From the line containing "Exercise. Identify the elderly" through the final line of the records, reproduce every line exactly.
┏━━
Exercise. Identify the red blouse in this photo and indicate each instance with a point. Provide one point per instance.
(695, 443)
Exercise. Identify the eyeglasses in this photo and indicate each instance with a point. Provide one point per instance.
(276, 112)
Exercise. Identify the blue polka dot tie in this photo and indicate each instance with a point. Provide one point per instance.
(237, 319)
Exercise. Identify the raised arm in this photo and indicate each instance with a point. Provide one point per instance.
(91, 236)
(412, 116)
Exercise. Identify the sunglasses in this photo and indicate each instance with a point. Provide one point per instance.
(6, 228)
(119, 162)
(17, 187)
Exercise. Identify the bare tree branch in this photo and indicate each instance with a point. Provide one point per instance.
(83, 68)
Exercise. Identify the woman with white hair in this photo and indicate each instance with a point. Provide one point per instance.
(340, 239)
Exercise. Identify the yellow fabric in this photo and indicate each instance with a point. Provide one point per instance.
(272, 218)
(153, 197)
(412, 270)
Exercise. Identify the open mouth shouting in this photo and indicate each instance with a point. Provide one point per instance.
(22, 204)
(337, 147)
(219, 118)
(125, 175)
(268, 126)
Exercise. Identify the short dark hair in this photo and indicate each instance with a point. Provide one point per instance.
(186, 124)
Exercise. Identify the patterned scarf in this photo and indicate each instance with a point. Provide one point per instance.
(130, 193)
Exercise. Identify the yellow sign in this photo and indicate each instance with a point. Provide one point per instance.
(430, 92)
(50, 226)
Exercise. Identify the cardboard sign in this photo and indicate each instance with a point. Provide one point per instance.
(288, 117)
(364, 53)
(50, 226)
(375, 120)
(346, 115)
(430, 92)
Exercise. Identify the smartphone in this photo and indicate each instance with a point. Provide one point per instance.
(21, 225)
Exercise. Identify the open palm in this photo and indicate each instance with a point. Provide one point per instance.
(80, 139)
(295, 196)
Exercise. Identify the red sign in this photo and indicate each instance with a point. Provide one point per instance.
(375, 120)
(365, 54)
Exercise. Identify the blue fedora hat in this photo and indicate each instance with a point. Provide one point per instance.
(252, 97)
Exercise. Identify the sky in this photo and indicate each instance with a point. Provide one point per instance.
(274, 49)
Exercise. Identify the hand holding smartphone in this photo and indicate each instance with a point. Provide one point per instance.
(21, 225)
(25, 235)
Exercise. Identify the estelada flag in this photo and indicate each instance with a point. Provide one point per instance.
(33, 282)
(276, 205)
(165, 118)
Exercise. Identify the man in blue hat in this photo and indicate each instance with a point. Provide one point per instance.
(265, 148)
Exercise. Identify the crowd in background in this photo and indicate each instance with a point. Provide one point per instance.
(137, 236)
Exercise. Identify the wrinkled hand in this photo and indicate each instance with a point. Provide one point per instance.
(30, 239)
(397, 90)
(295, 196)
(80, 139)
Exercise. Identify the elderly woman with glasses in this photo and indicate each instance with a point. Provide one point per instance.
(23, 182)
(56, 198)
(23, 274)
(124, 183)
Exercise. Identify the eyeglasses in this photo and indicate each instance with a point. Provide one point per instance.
┗━━
_Exercise answer_:
Exercise. Identify the elderly woman with glasses in this photo and indicate each instance with a point. Provide one point per instance.
(23, 182)
(56, 198)
(23, 274)
(124, 183)
Exercise. Identify the eyeglasses in this photo and indicate each instance with a point. Provide one point per instance.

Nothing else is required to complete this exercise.